- _REQUEST_
Pull out the lines of the listing below, word for word, from the line containing "the woman with" through the last line of the listing, including both.

** begin PROVIDED RECORDS **

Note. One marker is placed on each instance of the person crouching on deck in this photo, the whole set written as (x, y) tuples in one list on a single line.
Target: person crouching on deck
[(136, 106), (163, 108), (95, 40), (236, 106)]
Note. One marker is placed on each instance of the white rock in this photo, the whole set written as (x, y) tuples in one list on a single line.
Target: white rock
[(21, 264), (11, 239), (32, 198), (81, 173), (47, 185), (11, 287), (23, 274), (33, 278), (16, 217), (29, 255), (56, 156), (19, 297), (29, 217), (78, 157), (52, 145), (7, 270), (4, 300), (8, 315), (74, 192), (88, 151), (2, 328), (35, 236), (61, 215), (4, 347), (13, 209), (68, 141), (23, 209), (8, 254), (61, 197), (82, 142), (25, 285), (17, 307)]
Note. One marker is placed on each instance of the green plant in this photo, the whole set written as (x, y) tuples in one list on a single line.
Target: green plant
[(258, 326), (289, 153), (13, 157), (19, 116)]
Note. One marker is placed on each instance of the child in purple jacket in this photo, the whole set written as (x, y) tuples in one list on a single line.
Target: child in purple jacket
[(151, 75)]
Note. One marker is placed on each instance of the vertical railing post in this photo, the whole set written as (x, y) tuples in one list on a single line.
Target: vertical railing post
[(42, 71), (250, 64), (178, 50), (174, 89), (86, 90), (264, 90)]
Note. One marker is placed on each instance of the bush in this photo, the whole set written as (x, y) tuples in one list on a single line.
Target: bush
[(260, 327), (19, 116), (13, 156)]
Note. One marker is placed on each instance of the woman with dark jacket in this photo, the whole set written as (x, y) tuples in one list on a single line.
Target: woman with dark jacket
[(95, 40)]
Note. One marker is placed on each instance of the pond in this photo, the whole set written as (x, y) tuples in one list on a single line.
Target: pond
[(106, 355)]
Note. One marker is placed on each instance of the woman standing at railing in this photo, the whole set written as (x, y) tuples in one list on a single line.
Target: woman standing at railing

** end PROVIDED RECORDS **

- _FULL RESPONSE_
Note. One marker is placed on each instance of the woman with dark jacket in this photo, the whole set written as (x, y) tuples in one list on a single line.
Target: woman with dark jacket
[(95, 40)]
Note. One marker is placed on each instance of the pond in this photo, the whole set written as (x, y) tuples in one list on a single line.
Target: pond
[(106, 355)]
Note. One marker is placed on each instance of the woman standing at railing in this photo, the whole set written as (x, y) tuples in one list on a single line.
Target: woman standing at railing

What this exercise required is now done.